Write out the part of the Tiffani Faison interview verbatim, starting at "Renowned chef and" and ending at "worry—she’ll be back.".

--- GIVEN PASSAGE ---

Power List Q&A: Big Heart Hospitality Restaurateur Tiffani Faison

Renowned chef and Big Heart Hospitality restaurateur Tiffani Faison dishes on leadership, harassment in the industry, and the coronavirus pandemic.


Photo illustration by Joe McKendry

With the opening of her fourth Fenway-area hot spot, Orfano, last year, Faison cemented her reputation as Boston’s buzziest restaurateur. The megastar chef employs 215 people, with plans to hire 50 more for two new concepts in the High Street Place food hall. All of that, of course, was before COVID-19 slammed restaurant doors shut this spring. But don’t worry—she’ll be back.

As the coronavirus shutdowns crush your industry, is the restaurant community doing anything to help one another?

Very much so. Nationally, statewide, and locally. There’s some good leadership coming from the James Beard Foundation nationally. Locally, there’s a lot of conversation about how to be the most effective. We’re advocating for rent relief and forgiveness, and there’s talk right now of a state bill for disaster relief, because none of our insurance coverage includes this.

You treat activism like it’s part of your job as a restaurateur. Why is that?

I remember talking to a friend of mine a couple of years ago, and she was complaining about people asking her to donate her restaurant’s time, money, or food for causes. And I said, “They’re asking for a lot because we have a lot.” There’s no way we would function without our community. So I think there’s an inherent obligation to make sure we pay that back in any way that we possibly can.

--- DATASET EXCERPTS ---

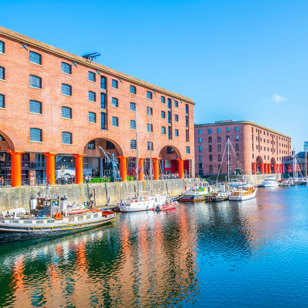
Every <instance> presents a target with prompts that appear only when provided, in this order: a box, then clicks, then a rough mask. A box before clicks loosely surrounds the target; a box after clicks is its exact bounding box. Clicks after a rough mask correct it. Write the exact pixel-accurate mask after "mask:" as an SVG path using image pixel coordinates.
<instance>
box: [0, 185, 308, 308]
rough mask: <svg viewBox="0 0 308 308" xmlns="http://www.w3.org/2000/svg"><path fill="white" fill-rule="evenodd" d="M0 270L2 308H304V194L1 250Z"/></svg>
mask: <svg viewBox="0 0 308 308" xmlns="http://www.w3.org/2000/svg"><path fill="white" fill-rule="evenodd" d="M0 264H1V267H0V306H6V307H7V306H8V307H23V308H25V307H29V306H35V307H74V306H77V307H100V306H105V307H114V306H115V307H157V306H176V307H191V306H204V307H226V306H227V307H239V306H240V307H244V306H245V307H259V306H261V305H262V306H263V307H269V306H272V307H279V306H280V307H298V306H307V303H308V187H293V188H284V189H281V188H279V189H275V190H263V189H259V191H258V195H257V199H256V200H251V201H246V202H243V203H237V202H232V203H229V202H224V203H220V204H208V203H207V204H206V203H199V204H181V205H180V206H179V208H178V209H176V210H173V211H169V212H165V213H153V212H144V213H131V214H122V215H118V217H117V220H116V222H115V225H114V226H110V227H104V228H100V229H96V230H93V231H89V232H84V233H80V234H79V235H74V236H67V237H63V238H58V239H54V240H50V241H43V242H22V243H8V244H1V246H0Z"/></svg>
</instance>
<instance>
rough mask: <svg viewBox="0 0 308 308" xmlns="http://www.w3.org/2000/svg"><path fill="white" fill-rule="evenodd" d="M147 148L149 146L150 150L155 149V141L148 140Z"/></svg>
mask: <svg viewBox="0 0 308 308" xmlns="http://www.w3.org/2000/svg"><path fill="white" fill-rule="evenodd" d="M147 148H148V151H153V142H150V141H148V142H147Z"/></svg>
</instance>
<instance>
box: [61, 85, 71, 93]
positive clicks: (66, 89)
mask: <svg viewBox="0 0 308 308" xmlns="http://www.w3.org/2000/svg"><path fill="white" fill-rule="evenodd" d="M61 93H62V94H63V95H67V96H72V87H71V86H70V85H68V84H66V83H62V85H61Z"/></svg>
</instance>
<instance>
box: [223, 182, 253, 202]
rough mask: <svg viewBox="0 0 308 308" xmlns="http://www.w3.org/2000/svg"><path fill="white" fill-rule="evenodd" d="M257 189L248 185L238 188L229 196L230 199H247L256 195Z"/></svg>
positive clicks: (243, 199)
mask: <svg viewBox="0 0 308 308" xmlns="http://www.w3.org/2000/svg"><path fill="white" fill-rule="evenodd" d="M256 193H257V189H256V188H255V187H252V186H246V187H242V188H239V189H236V190H234V191H232V192H231V195H230V196H229V200H230V201H245V200H250V199H254V198H255V197H256Z"/></svg>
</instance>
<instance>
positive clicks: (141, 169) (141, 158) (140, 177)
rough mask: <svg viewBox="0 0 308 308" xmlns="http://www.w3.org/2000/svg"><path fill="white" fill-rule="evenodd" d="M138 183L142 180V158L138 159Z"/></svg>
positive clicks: (142, 177) (143, 166) (142, 170)
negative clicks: (138, 177)
mask: <svg viewBox="0 0 308 308" xmlns="http://www.w3.org/2000/svg"><path fill="white" fill-rule="evenodd" d="M138 168H139V173H138V174H139V181H143V180H144V158H139V166H138Z"/></svg>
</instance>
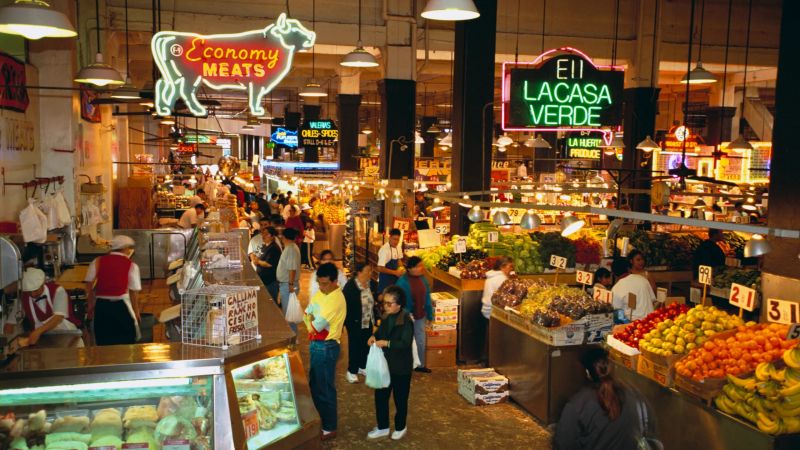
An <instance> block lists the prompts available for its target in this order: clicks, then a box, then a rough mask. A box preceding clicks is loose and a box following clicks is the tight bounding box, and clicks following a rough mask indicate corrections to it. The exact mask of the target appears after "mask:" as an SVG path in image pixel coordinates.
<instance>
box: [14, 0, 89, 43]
mask: <svg viewBox="0 0 800 450" xmlns="http://www.w3.org/2000/svg"><path fill="white" fill-rule="evenodd" d="M0 33H6V34H15V35H19V36H22V37H24V38H25V39H32V40H36V39H41V38H46V37H52V38H66V37H75V36H77V35H78V33H76V32H75V28H73V26H72V24H71V23H70V21H69V19H68V18H67V16H66V15H64V14H63V13H61V12H59V11H56V10H55V9H52V8H50V5H49V4H47V2H44V1H42V0H17V1H15V2H14V4H13V5H9V6H4V7H2V8H0Z"/></svg>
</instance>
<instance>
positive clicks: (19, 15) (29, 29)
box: [0, 1, 121, 84]
mask: <svg viewBox="0 0 800 450" xmlns="http://www.w3.org/2000/svg"><path fill="white" fill-rule="evenodd" d="M0 33H6V34H16V35H19V36H23V37H25V38H26V39H33V40H36V39H41V38H45V37H52V38H67V37H75V36H77V35H78V33H77V32H75V28H74V27H73V26H72V24H71V23H70V21H69V19H68V18H67V16H66V15H64V14H63V13H61V12H59V11H56V10H54V9H52V8H50V6H49V5H48V4H47V3H45V2H42V1H24V2H23V1H17V2H16V3H14V4H13V5H9V6H5V7H3V8H0ZM120 84H121V83H120Z"/></svg>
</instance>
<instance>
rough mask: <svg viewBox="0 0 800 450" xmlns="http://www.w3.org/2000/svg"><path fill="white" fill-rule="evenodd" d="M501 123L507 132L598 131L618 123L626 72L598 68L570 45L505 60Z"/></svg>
mask: <svg viewBox="0 0 800 450" xmlns="http://www.w3.org/2000/svg"><path fill="white" fill-rule="evenodd" d="M502 77H503V78H502V79H503V93H502V100H503V107H502V119H501V123H502V127H503V130H506V131H533V132H535V131H558V130H564V129H566V130H575V131H600V132H603V134H604V136H603V137H604V139H605V140H606V141H607V142H609V141H610V140H611V138H612V137H613V134H612V133H611V131H610V130H609V128H610V127H618V126H620V125H621V124H622V94H623V85H624V71H623V70H622V68H621V67H618V66H598V65H596V64H595V63H594V62H593V61H592V60H591V58H589V57H588V56H587V55H585V54H584V53H582V52H580V51H579V50H576V49H574V48H571V47H562V48H558V49H553V50H549V51H547V52H545V53H543V54H542V55H540V56H539V57H538V58H537V59H536V60H535V61H533V62H526V63H503V73H502Z"/></svg>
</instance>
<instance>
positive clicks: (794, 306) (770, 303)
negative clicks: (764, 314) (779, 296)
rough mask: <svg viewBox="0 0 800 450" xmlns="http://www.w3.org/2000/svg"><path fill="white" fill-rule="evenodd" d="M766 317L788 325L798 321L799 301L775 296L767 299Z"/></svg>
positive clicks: (775, 320) (798, 312) (799, 304)
mask: <svg viewBox="0 0 800 450" xmlns="http://www.w3.org/2000/svg"><path fill="white" fill-rule="evenodd" d="M767 319H769V321H770V322H775V323H785V324H788V325H792V324H795V323H797V322H800V303H797V302H790V301H787V300H779V299H777V298H770V299H767Z"/></svg>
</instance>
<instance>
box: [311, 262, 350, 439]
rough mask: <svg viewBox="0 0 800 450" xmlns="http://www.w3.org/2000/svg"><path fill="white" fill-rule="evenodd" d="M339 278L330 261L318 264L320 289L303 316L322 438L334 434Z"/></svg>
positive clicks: (344, 315)
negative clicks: (318, 413)
mask: <svg viewBox="0 0 800 450" xmlns="http://www.w3.org/2000/svg"><path fill="white" fill-rule="evenodd" d="M338 278H339V271H338V269H337V268H336V266H335V265H334V264H333V263H327V264H322V265H320V266H319V268H318V269H317V282H318V283H319V291H317V293H316V294H314V296H313V297H312V298H311V301H309V303H308V307H307V308H306V313H305V316H304V317H303V322H305V324H306V327H307V328H308V340H309V341H310V343H309V353H310V354H311V363H310V370H309V374H308V384H309V387H310V388H311V398H312V399H313V400H314V406H315V407H316V408H317V411H318V412H319V416H320V419H322V440H328V439H333V438H335V437H336V377H335V374H336V362H337V361H338V360H339V351H340V348H339V340H340V339H341V337H342V326H343V325H344V318H345V316H346V315H347V304H346V302H345V299H344V294H342V289H341V288H340V287H339V285H338V283H337V282H336V280H337V279H338Z"/></svg>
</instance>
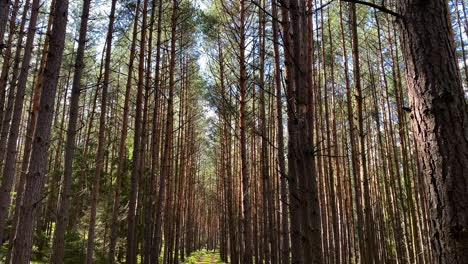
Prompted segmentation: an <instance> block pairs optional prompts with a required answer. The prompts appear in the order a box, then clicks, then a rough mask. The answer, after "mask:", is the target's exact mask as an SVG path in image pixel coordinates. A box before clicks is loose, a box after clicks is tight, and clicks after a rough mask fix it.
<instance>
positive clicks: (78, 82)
mask: <svg viewBox="0 0 468 264" xmlns="http://www.w3.org/2000/svg"><path fill="white" fill-rule="evenodd" d="M90 5H91V0H84V1H83V9H82V13H81V24H80V33H79V39H78V49H77V52H76V53H77V54H76V60H75V72H74V74H73V86H72V91H71V98H70V113H69V119H68V128H67V141H66V146H65V161H64V163H65V165H64V171H63V176H62V186H61V190H60V196H59V198H58V205H57V220H56V223H55V230H54V240H53V251H52V257H51V263H54V264H60V263H63V257H64V248H65V245H64V244H65V241H64V240H65V228H66V226H67V222H68V214H69V209H70V188H71V184H72V180H73V179H72V176H73V158H74V153H75V146H76V142H75V141H76V132H77V122H78V110H79V101H80V94H81V89H82V83H81V78H82V76H83V70H84V67H85V65H84V52H85V48H86V35H87V32H88V18H89V8H90Z"/></svg>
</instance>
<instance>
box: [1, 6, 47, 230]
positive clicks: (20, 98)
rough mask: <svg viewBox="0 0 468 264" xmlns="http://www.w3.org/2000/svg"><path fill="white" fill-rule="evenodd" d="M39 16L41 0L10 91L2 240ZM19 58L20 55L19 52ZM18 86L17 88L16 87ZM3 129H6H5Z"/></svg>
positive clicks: (14, 168)
mask: <svg viewBox="0 0 468 264" xmlns="http://www.w3.org/2000/svg"><path fill="white" fill-rule="evenodd" d="M38 14H39V0H35V1H33V3H32V10H31V17H30V19H29V27H28V28H29V29H28V33H27V38H26V44H25V47H24V54H23V61H22V64H21V71H20V75H19V79H18V83H17V85H13V86H12V87H11V88H10V89H13V90H15V88H16V97H15V105H14V108H13V113H12V120H11V125H10V129H9V134H8V143H7V147H6V157H5V166H4V167H3V175H2V176H3V177H2V185H1V187H0V238H2V237H3V231H4V229H5V223H6V218H7V217H8V211H9V210H8V206H9V204H10V199H11V187H12V185H13V178H14V175H15V171H16V146H17V143H18V136H19V128H20V123H21V116H22V114H23V100H24V95H25V92H26V82H27V79H28V74H29V66H30V65H29V63H30V62H31V57H32V50H33V44H34V37H35V35H36V22H37V18H38ZM17 55H18V56H19V53H18V52H17ZM15 86H16V87H15ZM3 129H6V128H5V127H3Z"/></svg>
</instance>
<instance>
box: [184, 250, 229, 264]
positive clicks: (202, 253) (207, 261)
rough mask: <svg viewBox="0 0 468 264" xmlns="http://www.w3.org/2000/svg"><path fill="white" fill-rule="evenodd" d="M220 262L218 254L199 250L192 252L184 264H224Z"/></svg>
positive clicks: (214, 251)
mask: <svg viewBox="0 0 468 264" xmlns="http://www.w3.org/2000/svg"><path fill="white" fill-rule="evenodd" d="M224 263H225V262H222V261H221V258H220V256H219V252H216V251H207V250H200V251H196V252H193V253H192V254H191V255H190V256H189V257H188V258H187V260H186V262H184V264H224Z"/></svg>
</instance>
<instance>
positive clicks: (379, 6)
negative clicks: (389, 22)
mask: <svg viewBox="0 0 468 264" xmlns="http://www.w3.org/2000/svg"><path fill="white" fill-rule="evenodd" d="M341 1H343V2H349V3H355V4H361V5H366V6H370V7H373V8H375V9H377V10H379V11H381V12H384V13H387V14H390V15H392V16H394V17H397V18H401V15H400V14H398V13H397V12H395V11H393V10H390V9H388V8H386V7H384V6H379V5H376V4H374V3H369V2H365V1H360V0H341Z"/></svg>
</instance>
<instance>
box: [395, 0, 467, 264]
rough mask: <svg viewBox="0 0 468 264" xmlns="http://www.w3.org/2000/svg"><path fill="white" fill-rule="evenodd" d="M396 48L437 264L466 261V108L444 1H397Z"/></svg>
mask: <svg viewBox="0 0 468 264" xmlns="http://www.w3.org/2000/svg"><path fill="white" fill-rule="evenodd" d="M398 12H399V14H400V16H401V17H400V18H399V26H400V32H401V34H400V35H401V46H402V51H403V57H404V59H405V63H406V76H407V84H408V90H409V94H410V102H411V108H412V112H413V113H412V125H413V131H414V133H415V138H416V143H417V149H418V152H419V159H420V160H419V162H420V166H421V169H422V173H423V176H424V181H425V192H426V195H427V197H428V202H429V208H430V210H429V216H430V225H431V246H432V249H433V253H434V258H435V261H436V262H437V263H466V261H467V259H468V229H467V226H468V196H467V195H466V190H467V189H468V177H467V175H468V169H467V168H468V125H467V124H468V107H467V104H466V100H465V99H464V96H465V95H464V92H463V86H462V83H461V76H460V72H459V69H458V65H457V58H456V53H455V43H454V39H453V32H452V27H451V21H450V16H449V15H450V13H449V7H448V4H447V1H442V0H438V1H430V2H422V1H416V0H399V1H398Z"/></svg>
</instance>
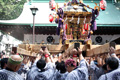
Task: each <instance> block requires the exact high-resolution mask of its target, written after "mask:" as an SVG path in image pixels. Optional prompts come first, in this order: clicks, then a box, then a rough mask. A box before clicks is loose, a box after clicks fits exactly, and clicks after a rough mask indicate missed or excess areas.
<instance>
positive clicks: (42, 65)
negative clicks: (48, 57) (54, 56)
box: [37, 59, 46, 71]
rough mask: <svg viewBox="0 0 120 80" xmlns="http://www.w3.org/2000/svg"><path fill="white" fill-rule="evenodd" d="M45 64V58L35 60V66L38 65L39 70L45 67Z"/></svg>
mask: <svg viewBox="0 0 120 80" xmlns="http://www.w3.org/2000/svg"><path fill="white" fill-rule="evenodd" d="M45 66H46V62H45V60H43V59H40V60H39V61H38V62H37V67H38V68H39V69H40V70H41V71H44V67H45Z"/></svg>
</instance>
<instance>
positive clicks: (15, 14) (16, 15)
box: [0, 0, 26, 20]
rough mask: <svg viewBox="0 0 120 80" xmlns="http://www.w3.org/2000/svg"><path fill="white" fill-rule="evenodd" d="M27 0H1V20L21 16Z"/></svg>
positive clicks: (18, 16) (0, 9)
mask: <svg viewBox="0 0 120 80" xmlns="http://www.w3.org/2000/svg"><path fill="white" fill-rule="evenodd" d="M25 2H26V0H0V20H11V19H16V18H17V17H19V15H20V14H21V12H22V10H23V5H24V3H25Z"/></svg>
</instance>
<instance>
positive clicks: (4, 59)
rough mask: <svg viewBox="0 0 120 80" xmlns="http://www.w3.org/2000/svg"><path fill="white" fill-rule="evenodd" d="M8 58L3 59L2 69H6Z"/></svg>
mask: <svg viewBox="0 0 120 80" xmlns="http://www.w3.org/2000/svg"><path fill="white" fill-rule="evenodd" d="M7 62H8V58H3V59H1V69H5V68H6V66H7Z"/></svg>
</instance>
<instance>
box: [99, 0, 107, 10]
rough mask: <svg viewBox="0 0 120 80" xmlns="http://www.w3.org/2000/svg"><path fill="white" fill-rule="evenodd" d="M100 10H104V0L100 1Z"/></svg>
mask: <svg viewBox="0 0 120 80" xmlns="http://www.w3.org/2000/svg"><path fill="white" fill-rule="evenodd" d="M100 8H101V9H102V10H105V9H106V1H105V0H101V1H100Z"/></svg>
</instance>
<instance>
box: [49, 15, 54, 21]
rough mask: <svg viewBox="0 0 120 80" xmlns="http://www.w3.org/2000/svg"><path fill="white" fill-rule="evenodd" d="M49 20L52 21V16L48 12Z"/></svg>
mask: <svg viewBox="0 0 120 80" xmlns="http://www.w3.org/2000/svg"><path fill="white" fill-rule="evenodd" d="M49 21H50V22H51V23H52V22H53V16H52V15H51V14H50V15H49Z"/></svg>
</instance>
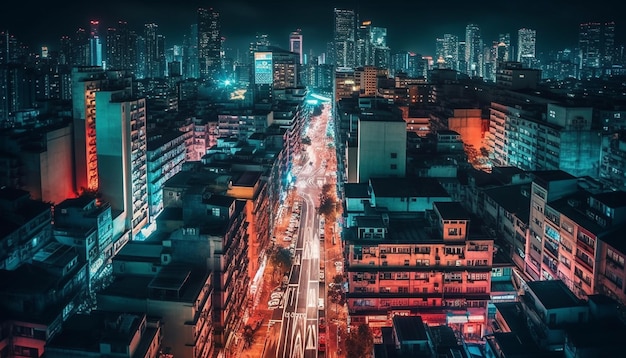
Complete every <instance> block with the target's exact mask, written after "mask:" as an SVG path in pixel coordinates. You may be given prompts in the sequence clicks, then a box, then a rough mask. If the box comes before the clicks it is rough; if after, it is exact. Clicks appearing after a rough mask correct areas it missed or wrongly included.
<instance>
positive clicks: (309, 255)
mask: <svg viewBox="0 0 626 358" xmlns="http://www.w3.org/2000/svg"><path fill="white" fill-rule="evenodd" d="M329 111H330V105H328V104H326V105H324V110H323V111H322V114H321V115H319V116H316V117H312V119H311V123H310V127H309V129H308V131H307V136H309V137H310V138H311V145H308V146H306V147H305V148H306V152H305V153H303V156H304V159H303V160H302V163H294V170H293V171H294V174H295V175H296V181H295V185H294V189H293V190H295V192H294V193H293V194H294V195H293V197H294V198H295V200H301V201H302V209H301V210H302V211H301V216H300V230H299V232H298V235H297V239H296V237H294V240H297V241H296V245H295V253H294V257H293V266H292V269H291V272H290V275H289V283H288V285H287V288H286V289H285V294H284V296H283V299H282V301H281V304H280V306H279V307H278V308H277V309H275V310H274V312H273V315H272V318H271V320H270V322H269V327H268V334H267V339H266V342H265V349H264V357H267V358H270V357H271V358H274V357H276V358H278V357H280V358H291V357H294V358H300V357H308V358H313V357H324V356H325V354H326V353H327V352H329V351H330V352H336V350H337V349H336V341H335V342H332V346H331V345H330V343H331V342H330V340H329V339H327V337H326V335H327V334H328V333H327V332H326V331H327V329H326V327H323V328H324V329H323V331H322V332H320V331H319V325H318V323H319V320H320V318H322V317H325V313H326V311H327V309H328V303H327V300H326V284H325V282H330V281H329V280H332V277H333V276H334V275H335V274H336V273H335V267H334V266H333V264H332V262H333V261H331V264H330V265H325V262H326V261H329V260H336V259H340V257H341V256H340V255H341V253H340V250H338V249H337V250H333V251H331V252H333V255H332V256H330V257H327V256H328V255H326V254H325V253H326V251H327V248H326V245H331V246H333V243H332V242H333V241H335V240H331V238H330V237H328V236H327V239H326V240H320V233H324V229H325V227H324V225H320V219H321V217H320V215H318V214H317V206H318V205H319V196H320V193H321V190H322V186H323V185H324V184H325V183H327V182H328V183H333V184H334V181H329V179H332V178H333V175H331V174H330V172H331V171H333V170H335V165H334V163H335V161H334V160H332V161H331V160H329V159H330V158H329V157H330V156H332V157H333V159H334V148H332V147H330V148H329V146H328V145H327V143H328V141H329V139H328V138H327V135H326V126H327V122H328V120H329ZM331 162H332V164H333V165H329V164H331ZM329 225H334V223H329ZM320 229H321V230H320ZM327 243H328V244H327ZM337 247H340V245H337ZM320 255H322V256H321V257H320ZM336 256H338V258H337V257H336ZM320 263H321V266H320ZM329 266H330V267H329ZM320 267H322V269H320ZM326 268H328V274H329V275H328V276H326V275H325V274H324V276H325V277H320V271H325V269H326ZM324 278H326V279H327V280H326V281H325V280H324ZM328 328H330V327H328ZM334 332H336V328H335V330H334ZM320 335H323V336H324V338H322V339H320ZM320 344H321V347H320ZM331 347H334V348H331ZM333 356H335V355H334V354H333Z"/></svg>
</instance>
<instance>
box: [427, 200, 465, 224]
mask: <svg viewBox="0 0 626 358" xmlns="http://www.w3.org/2000/svg"><path fill="white" fill-rule="evenodd" d="M433 206H434V207H435V208H436V209H437V211H438V212H439V214H440V215H441V218H442V219H444V220H469V219H470V214H469V213H468V212H467V210H465V208H463V206H462V205H461V203H459V202H455V201H450V202H446V201H437V202H434V203H433Z"/></svg>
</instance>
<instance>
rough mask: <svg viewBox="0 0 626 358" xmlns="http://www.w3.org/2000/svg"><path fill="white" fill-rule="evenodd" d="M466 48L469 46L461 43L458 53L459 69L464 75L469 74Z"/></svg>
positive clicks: (462, 42)
mask: <svg viewBox="0 0 626 358" xmlns="http://www.w3.org/2000/svg"><path fill="white" fill-rule="evenodd" d="M466 48H467V45H466V44H465V41H459V50H458V51H457V53H458V54H459V59H458V64H459V65H458V67H459V71H460V72H462V73H467V61H466V60H465V49H466Z"/></svg>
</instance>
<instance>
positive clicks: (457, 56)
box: [435, 34, 459, 70]
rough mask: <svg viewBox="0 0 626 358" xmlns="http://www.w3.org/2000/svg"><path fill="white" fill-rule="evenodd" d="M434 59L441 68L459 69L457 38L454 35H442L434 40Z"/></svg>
mask: <svg viewBox="0 0 626 358" xmlns="http://www.w3.org/2000/svg"><path fill="white" fill-rule="evenodd" d="M436 41H437V42H436V59H435V61H436V62H437V63H439V64H440V67H441V68H450V69H453V70H458V69H459V67H458V66H459V61H458V58H459V38H458V36H456V35H452V34H444V35H443V37H439V38H437V40H436Z"/></svg>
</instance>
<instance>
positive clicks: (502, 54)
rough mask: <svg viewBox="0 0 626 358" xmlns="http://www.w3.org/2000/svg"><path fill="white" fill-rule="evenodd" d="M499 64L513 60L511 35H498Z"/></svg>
mask: <svg viewBox="0 0 626 358" xmlns="http://www.w3.org/2000/svg"><path fill="white" fill-rule="evenodd" d="M497 57H498V62H507V61H511V59H512V52H511V34H509V33H508V32H507V33H503V34H499V35H498V56H497Z"/></svg>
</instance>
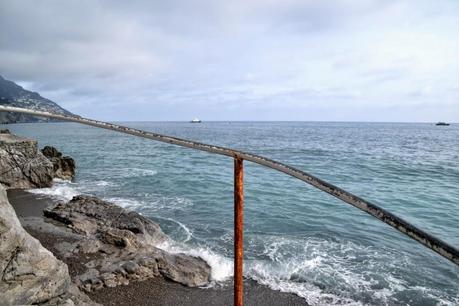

---

RESPONSE AREA>
Renowned chef and Big Heart Hospitality restaurateur Tiffani Faison dishes on leadership, harassment in the industry, and the coronavirus pandemic.


Photo illustration by Joe McKendry

With the opening of her fourth Fenway-area hot spot, Orfano, last year, Faison cemented her reputation as Boston’s buzziest restaurateur. The megastar chef employs 215 people, with plans to hire 50 more for two new concepts in the High Street Place food hall. All of that, of course, was before COVID-19 slammed restaurant doors shut this spring. But don’t worry—she’ll be back.